• [Brief]
Write a continuation of the forum thread below about ENEL's resident electricity tariff, starting right after its final sentence.
--- start Given text ---
I agree that this is indeed very useful information - thank you.  My recollection however is that ENEL assume that you are a resident when you set up your initial account and charge you accordingly.  They then send you a document to complete and return where you are also supposed to attach a copy of your residency doc as proof. Only if you don't complete and return this form do they then switch you to the more expensive rate and backdate your higher charges too.  So, in effect, you have to confirm the automatic opt-in for the lower residents' rate.  I couldn't honestly say if this is always the case but we have done this twice in the last 18 months - once in a rental and then on the flat we subsequently bought.

In reply to by cardi

Italians can only have one place in which they are resident, so a second home owner can't get the resident rate on the home in which he is not registered as resident. I think that the resident rate is ONLY applied to supplies of 3.3kW: there is no difference in what you pay if you have more than 3.3kW - (Badger's links should make this clear).
--- end Given text ---
--- start Dataset excerpts ---
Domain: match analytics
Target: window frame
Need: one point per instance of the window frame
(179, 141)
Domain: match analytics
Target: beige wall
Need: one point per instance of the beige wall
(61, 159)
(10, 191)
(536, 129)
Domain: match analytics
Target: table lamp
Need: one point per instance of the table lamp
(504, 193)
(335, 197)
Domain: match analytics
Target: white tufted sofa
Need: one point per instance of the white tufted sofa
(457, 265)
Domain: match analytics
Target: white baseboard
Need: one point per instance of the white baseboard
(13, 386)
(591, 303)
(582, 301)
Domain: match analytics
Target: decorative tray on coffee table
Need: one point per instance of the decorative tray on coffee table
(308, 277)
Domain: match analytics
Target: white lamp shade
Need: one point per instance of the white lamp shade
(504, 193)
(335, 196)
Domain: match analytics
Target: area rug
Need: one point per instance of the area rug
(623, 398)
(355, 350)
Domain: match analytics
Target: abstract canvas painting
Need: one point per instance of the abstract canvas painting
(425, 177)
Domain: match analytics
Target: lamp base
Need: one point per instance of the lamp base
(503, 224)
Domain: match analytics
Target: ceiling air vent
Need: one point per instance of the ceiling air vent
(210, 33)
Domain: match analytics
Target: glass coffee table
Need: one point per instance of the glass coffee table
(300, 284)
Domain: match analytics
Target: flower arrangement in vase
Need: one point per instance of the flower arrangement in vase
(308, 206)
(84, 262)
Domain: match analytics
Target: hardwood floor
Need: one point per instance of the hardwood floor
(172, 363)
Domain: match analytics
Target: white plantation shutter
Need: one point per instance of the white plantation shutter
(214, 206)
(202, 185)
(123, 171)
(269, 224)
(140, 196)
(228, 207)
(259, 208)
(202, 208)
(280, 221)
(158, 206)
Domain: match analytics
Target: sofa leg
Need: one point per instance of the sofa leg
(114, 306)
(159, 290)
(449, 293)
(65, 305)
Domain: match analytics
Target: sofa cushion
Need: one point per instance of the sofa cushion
--- end Dataset excerpts ---
--- start Dataset excerpts ---
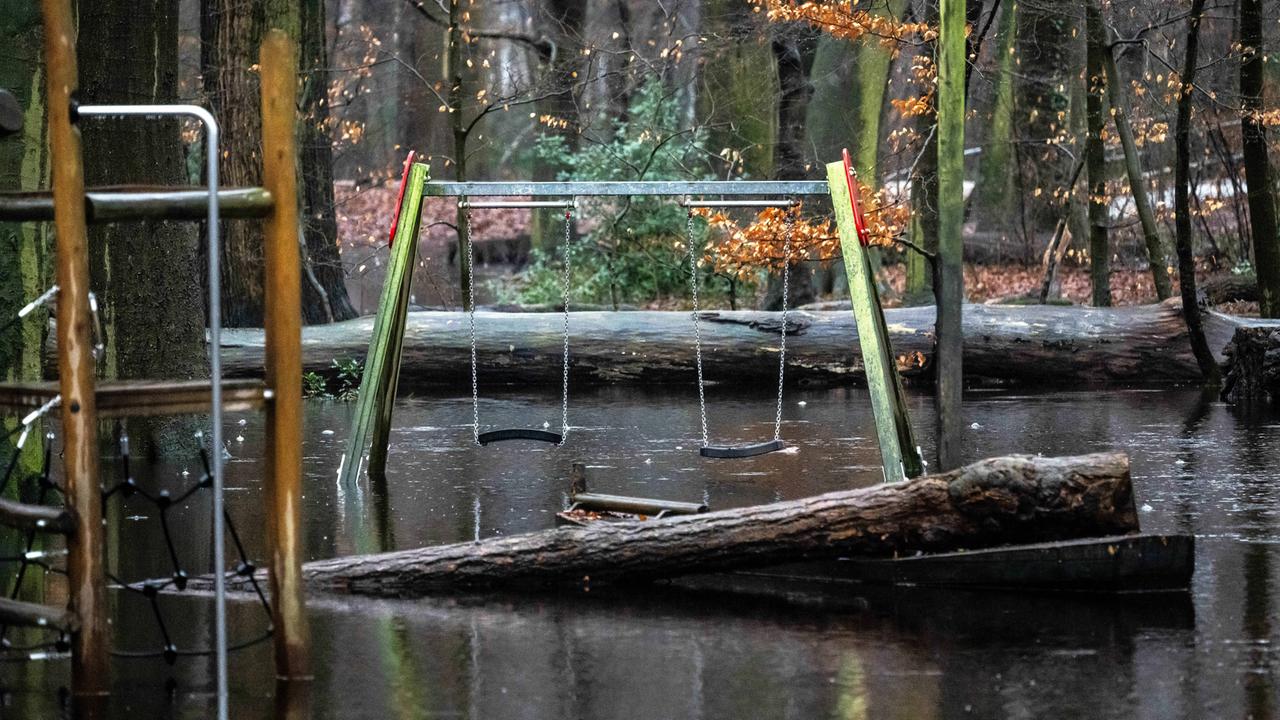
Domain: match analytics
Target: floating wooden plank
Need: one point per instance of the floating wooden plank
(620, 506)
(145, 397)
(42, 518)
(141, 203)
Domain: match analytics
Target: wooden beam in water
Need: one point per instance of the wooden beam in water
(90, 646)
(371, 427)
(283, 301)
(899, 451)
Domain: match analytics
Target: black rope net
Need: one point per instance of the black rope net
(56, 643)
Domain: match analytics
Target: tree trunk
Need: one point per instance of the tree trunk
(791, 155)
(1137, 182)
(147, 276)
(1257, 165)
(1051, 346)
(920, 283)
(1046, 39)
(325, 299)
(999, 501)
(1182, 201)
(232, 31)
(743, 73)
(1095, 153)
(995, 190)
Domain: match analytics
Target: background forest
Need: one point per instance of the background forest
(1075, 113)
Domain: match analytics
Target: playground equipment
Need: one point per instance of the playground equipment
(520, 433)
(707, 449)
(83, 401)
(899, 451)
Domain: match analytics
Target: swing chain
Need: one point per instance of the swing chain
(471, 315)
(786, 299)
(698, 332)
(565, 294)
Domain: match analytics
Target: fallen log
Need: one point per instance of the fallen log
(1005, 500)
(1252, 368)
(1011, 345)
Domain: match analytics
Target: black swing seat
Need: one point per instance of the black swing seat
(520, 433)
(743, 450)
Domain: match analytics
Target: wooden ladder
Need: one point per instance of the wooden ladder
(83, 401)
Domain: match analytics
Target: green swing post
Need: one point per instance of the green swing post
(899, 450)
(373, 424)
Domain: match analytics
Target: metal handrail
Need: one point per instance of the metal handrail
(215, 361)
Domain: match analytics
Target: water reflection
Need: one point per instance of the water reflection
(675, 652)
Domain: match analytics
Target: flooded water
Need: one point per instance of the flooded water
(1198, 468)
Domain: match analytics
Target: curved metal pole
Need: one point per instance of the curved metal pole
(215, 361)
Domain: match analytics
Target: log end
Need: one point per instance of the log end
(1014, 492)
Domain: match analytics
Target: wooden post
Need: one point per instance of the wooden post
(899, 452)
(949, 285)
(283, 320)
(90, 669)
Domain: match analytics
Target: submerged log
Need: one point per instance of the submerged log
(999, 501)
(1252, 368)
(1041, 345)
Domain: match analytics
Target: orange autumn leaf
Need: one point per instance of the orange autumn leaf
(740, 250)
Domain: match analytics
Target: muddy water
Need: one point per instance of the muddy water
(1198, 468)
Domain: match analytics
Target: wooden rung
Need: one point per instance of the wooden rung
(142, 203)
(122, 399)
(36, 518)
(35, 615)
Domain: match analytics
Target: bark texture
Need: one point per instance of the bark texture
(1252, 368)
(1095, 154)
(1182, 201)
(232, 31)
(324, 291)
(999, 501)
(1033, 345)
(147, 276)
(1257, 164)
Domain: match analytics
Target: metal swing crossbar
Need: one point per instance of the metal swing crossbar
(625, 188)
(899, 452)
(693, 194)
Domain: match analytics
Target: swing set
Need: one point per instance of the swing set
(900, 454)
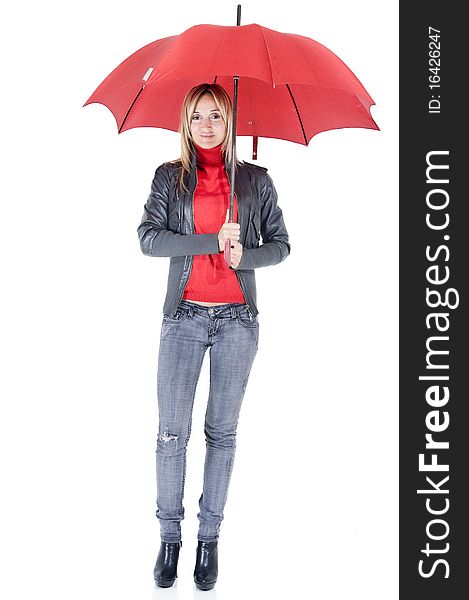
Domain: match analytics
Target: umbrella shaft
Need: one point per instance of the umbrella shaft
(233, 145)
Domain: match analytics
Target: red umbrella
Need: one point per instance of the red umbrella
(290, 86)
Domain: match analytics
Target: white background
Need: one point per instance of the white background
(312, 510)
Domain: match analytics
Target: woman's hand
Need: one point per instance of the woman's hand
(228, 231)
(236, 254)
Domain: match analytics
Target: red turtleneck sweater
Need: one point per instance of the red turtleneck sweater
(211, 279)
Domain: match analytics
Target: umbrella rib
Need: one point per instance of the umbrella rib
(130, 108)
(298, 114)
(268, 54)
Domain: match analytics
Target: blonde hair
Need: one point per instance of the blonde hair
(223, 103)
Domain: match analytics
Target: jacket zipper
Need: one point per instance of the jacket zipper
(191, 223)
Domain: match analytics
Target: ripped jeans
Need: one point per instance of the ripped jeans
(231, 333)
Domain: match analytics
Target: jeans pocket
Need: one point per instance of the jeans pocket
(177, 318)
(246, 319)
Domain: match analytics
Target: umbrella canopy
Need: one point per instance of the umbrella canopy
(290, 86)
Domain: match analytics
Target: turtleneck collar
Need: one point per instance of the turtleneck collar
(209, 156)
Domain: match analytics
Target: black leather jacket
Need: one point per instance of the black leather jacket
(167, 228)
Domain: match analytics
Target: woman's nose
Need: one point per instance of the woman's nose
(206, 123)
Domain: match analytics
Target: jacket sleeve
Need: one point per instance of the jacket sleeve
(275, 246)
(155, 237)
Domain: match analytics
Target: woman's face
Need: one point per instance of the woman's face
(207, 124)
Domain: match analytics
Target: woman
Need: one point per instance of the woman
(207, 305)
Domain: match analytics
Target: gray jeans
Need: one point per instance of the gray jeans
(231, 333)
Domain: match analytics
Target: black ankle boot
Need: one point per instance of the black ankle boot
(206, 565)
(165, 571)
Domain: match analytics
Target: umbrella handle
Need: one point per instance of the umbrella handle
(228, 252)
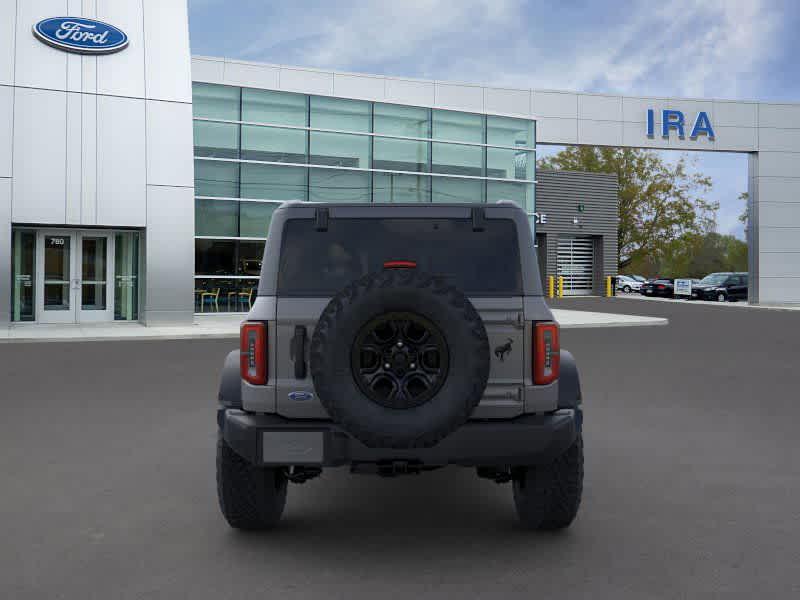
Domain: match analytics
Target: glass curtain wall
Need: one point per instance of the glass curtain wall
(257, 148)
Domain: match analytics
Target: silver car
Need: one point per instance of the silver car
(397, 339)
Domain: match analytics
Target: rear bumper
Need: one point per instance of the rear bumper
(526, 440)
--- end Dataset excerpts ---
--- start Dataset excerpts ---
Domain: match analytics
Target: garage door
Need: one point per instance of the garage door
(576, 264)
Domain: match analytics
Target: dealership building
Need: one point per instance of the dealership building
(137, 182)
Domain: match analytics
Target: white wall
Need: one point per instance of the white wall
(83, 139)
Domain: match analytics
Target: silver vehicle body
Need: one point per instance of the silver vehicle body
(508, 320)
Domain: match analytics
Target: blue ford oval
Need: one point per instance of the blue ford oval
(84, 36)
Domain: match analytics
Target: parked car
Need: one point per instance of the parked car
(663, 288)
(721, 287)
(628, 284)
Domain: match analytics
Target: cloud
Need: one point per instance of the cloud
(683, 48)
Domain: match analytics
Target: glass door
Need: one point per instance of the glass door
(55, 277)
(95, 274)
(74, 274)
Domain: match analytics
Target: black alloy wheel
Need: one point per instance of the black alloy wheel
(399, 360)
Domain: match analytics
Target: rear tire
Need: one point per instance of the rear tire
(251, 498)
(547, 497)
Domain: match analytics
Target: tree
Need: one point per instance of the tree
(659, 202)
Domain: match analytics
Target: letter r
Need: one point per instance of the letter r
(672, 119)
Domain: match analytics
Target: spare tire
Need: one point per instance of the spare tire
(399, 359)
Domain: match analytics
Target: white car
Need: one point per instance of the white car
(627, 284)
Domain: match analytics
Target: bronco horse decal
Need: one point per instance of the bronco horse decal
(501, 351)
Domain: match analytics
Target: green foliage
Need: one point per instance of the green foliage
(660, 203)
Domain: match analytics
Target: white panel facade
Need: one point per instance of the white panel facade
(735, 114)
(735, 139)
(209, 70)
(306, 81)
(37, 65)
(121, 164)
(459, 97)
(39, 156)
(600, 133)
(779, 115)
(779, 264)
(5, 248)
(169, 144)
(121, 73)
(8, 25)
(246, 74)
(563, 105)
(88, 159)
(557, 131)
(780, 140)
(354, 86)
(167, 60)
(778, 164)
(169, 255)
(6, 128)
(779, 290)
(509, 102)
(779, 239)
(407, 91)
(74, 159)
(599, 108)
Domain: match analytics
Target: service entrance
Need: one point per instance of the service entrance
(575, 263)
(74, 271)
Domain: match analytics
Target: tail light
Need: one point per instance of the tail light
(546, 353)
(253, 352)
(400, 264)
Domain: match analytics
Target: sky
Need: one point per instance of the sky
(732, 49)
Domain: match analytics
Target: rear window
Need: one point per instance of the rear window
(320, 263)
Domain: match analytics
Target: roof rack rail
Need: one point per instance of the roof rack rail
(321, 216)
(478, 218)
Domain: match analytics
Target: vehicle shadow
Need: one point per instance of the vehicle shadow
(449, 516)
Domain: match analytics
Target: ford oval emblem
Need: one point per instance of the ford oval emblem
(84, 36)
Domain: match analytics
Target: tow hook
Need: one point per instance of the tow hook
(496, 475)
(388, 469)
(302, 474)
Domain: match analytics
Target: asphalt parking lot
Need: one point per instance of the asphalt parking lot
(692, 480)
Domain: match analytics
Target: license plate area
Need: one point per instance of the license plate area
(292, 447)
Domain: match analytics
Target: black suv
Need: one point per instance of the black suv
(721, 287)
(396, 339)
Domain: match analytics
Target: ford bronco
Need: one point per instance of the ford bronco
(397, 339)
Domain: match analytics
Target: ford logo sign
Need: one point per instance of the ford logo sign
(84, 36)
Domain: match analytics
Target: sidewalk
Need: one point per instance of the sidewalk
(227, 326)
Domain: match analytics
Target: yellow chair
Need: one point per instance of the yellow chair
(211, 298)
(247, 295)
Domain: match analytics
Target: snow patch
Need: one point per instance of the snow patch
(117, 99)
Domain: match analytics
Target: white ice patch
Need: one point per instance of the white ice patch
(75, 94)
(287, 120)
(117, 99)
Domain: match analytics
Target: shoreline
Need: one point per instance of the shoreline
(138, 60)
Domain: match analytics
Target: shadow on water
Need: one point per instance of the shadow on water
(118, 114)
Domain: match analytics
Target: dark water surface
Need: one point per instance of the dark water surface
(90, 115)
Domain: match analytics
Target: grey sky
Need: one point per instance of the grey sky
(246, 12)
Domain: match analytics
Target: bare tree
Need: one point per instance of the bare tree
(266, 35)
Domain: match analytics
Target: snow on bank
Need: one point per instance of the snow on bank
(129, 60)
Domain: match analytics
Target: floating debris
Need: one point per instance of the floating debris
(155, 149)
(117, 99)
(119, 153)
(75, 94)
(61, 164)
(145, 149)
--- end Dataset excerpts ---
• [Answer to this problem]
In reply to by cardi

as others have said, you can only pay the "resident" rate on the one house - but what a lot of Italians do - and some foreigners too...is to put the different houses in different names - e.g. husband owns and is resident in house no. 1 whilst wife owns and is resident in house no. 2. There are several foreign couples I know in this area who have done just this....it means that they only pay the 3% tax on their holiday home (and one of them becomes legally resident) and get the cheaper elec. rates etc etc.  Also worth considering if you want to be eligible to apply for any of the "aggevolazione" (grants) for restructuring the property or fitting solar panels etc.  It does however mean you can't sell the house - without buying another one where you will "continue" to be resident for ...can't remember if it is 3 or 5 years (otherwise you are liable to pay the outstanding 7% tax plus interest on the original house you purchased). Some notaries actively encourage foreign buyers to go this route - others won't allow it...as always in Italy, it just depends!

Thats interesting Fillide, didnt know that. We manage on the 3.3 kw supply for our 3 bed house and our apartment. We dont have many electric guzzling appliances, and have gas ovens and hobs, hob kettles, and no dishwasher. It is possible on a small scale to achieve this. I guess you could say that we use more gas but in the summer that is of no account. The winter is different and gas is a huge expense to factor in, even with a stufa in the house.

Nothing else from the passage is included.